From the rows below, give the lines from the one with "Task: check that each instance of the thin" up to and including the one with "[(467, 135)]" as a JSON list of strings, one string per line, with blank lines left out.

---

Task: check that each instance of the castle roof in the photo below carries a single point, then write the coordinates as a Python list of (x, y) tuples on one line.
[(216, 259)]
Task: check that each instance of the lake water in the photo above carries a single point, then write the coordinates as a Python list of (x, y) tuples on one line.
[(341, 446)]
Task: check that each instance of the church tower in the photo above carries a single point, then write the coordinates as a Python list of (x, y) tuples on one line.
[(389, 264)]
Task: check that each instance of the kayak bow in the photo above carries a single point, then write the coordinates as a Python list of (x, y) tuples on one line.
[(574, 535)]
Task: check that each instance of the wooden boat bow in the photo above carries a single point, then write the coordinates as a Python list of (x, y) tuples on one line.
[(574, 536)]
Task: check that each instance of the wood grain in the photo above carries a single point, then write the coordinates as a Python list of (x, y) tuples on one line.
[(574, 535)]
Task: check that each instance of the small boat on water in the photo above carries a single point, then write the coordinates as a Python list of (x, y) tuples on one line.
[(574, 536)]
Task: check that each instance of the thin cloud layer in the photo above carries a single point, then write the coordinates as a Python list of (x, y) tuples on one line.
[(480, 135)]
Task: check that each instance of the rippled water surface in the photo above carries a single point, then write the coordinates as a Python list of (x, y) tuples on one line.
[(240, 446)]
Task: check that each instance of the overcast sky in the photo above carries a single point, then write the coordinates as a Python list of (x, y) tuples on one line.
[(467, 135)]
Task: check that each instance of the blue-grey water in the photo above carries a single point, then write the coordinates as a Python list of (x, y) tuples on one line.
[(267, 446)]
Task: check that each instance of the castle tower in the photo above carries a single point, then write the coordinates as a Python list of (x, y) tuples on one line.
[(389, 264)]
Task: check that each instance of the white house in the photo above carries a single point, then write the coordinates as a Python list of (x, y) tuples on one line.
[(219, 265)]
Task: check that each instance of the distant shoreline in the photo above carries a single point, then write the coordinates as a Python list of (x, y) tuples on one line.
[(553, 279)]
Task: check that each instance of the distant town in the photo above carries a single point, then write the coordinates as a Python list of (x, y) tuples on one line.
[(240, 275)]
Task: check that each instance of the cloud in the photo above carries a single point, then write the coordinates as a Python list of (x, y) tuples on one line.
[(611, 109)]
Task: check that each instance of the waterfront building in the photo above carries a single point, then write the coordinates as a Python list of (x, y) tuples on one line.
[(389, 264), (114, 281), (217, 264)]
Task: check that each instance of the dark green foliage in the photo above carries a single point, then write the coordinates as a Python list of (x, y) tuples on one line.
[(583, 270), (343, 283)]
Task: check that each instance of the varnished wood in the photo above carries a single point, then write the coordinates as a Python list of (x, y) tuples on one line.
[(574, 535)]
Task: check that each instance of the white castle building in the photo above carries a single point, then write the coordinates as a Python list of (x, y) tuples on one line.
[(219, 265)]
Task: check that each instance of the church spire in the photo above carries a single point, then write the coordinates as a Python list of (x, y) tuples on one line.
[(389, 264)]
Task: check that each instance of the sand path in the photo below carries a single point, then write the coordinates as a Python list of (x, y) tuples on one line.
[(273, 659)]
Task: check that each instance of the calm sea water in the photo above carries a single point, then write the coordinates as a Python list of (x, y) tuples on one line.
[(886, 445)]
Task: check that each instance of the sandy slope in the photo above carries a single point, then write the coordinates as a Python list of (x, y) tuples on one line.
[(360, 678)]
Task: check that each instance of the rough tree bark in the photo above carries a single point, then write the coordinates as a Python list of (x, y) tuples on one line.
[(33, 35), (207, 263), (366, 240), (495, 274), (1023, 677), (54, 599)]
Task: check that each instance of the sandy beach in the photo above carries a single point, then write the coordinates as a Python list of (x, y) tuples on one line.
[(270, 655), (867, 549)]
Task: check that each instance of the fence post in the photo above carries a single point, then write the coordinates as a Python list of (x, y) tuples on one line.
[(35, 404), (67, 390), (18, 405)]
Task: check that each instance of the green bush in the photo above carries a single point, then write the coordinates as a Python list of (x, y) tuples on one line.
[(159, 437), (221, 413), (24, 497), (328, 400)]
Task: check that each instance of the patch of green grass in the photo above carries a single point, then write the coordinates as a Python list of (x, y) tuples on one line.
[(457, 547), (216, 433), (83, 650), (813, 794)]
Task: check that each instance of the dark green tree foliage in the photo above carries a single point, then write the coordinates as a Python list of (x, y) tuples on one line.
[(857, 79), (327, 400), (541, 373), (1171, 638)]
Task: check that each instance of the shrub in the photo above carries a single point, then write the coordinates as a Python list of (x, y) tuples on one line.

---

Completed exercise:
[
  "Task: check that each instance of the thin cloud layer in the photo above carries a single point, then write the coordinates as a Python list of (x, y) tuples on one line.",
  "[(480, 135)]",
  "Task: check that each instance of the rippled water surface in the photo above carries a single point, then write the coordinates as a Python list of (x, y) tuples on one line.",
  "[(240, 446)]",
  "Task: check that each instance of the overcast sky in the photo above carries a single point, then write the coordinates as a Python list of (x, y) tuples on one line.",
  "[(467, 135)]"
]